DESCRIPTION OF THE TASK. Reproduce every line from the one containing "Target: woman's arm" down to the end of the lines, shifting each coordinate in the answers by adding 3 to both of its numbers.

LISTED RECORDS.
_ _ _ _ _
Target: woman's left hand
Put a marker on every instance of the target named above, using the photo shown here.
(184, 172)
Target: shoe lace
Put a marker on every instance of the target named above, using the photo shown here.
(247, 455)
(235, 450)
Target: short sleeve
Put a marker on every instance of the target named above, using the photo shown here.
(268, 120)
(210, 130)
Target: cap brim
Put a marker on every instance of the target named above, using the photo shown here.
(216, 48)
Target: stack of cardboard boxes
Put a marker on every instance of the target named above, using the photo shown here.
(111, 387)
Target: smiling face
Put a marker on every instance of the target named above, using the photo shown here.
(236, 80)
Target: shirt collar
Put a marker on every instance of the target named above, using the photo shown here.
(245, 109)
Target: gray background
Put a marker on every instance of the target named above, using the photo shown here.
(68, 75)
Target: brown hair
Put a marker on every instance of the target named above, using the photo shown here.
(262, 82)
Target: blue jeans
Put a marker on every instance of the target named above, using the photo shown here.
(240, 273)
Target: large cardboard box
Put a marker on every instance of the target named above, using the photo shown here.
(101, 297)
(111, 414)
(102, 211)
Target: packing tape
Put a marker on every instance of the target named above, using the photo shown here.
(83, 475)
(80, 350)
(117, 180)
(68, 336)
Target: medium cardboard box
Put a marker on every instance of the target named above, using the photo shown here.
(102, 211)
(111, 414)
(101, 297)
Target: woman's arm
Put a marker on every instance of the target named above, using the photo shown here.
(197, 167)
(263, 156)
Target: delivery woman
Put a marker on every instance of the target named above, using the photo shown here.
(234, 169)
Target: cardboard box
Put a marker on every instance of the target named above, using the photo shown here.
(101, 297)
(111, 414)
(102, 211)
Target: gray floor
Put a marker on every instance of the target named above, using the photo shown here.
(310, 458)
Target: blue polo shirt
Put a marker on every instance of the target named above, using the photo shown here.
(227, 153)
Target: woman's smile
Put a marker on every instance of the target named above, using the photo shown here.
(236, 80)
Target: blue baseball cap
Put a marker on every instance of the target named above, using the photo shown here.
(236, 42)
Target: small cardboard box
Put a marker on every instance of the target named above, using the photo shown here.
_ _ _ _ _
EXERCISE ANSWER.
Target: woman's arm
Put a marker on every instance of the target named above, using the photo shown here.
(200, 170)
(266, 159)
Target: delivery woman
Put a marker on every instance of the target named above, using the photo shown here.
(237, 172)
Target: cardboard box
Put a marker on every instance of the target named above, using the photo shown here.
(104, 300)
(114, 417)
(105, 214)
Target: gray floor
Put a marker on every instance of the target named above, using the photo shown here.
(313, 461)
Target: blue polo shirt
Put a marker on every instance of the target named above, using the photo shown here.
(230, 156)
Target: woman's smile
Put a marker on every instance of the target named above, using the photo shown here.
(239, 83)
Target: blue baseball cap
Put a marker on every instance of the target named above, using the photo shown here.
(239, 45)
Target: small cardboard box
Put a marker on every instance of the target named above, using the photo shown here.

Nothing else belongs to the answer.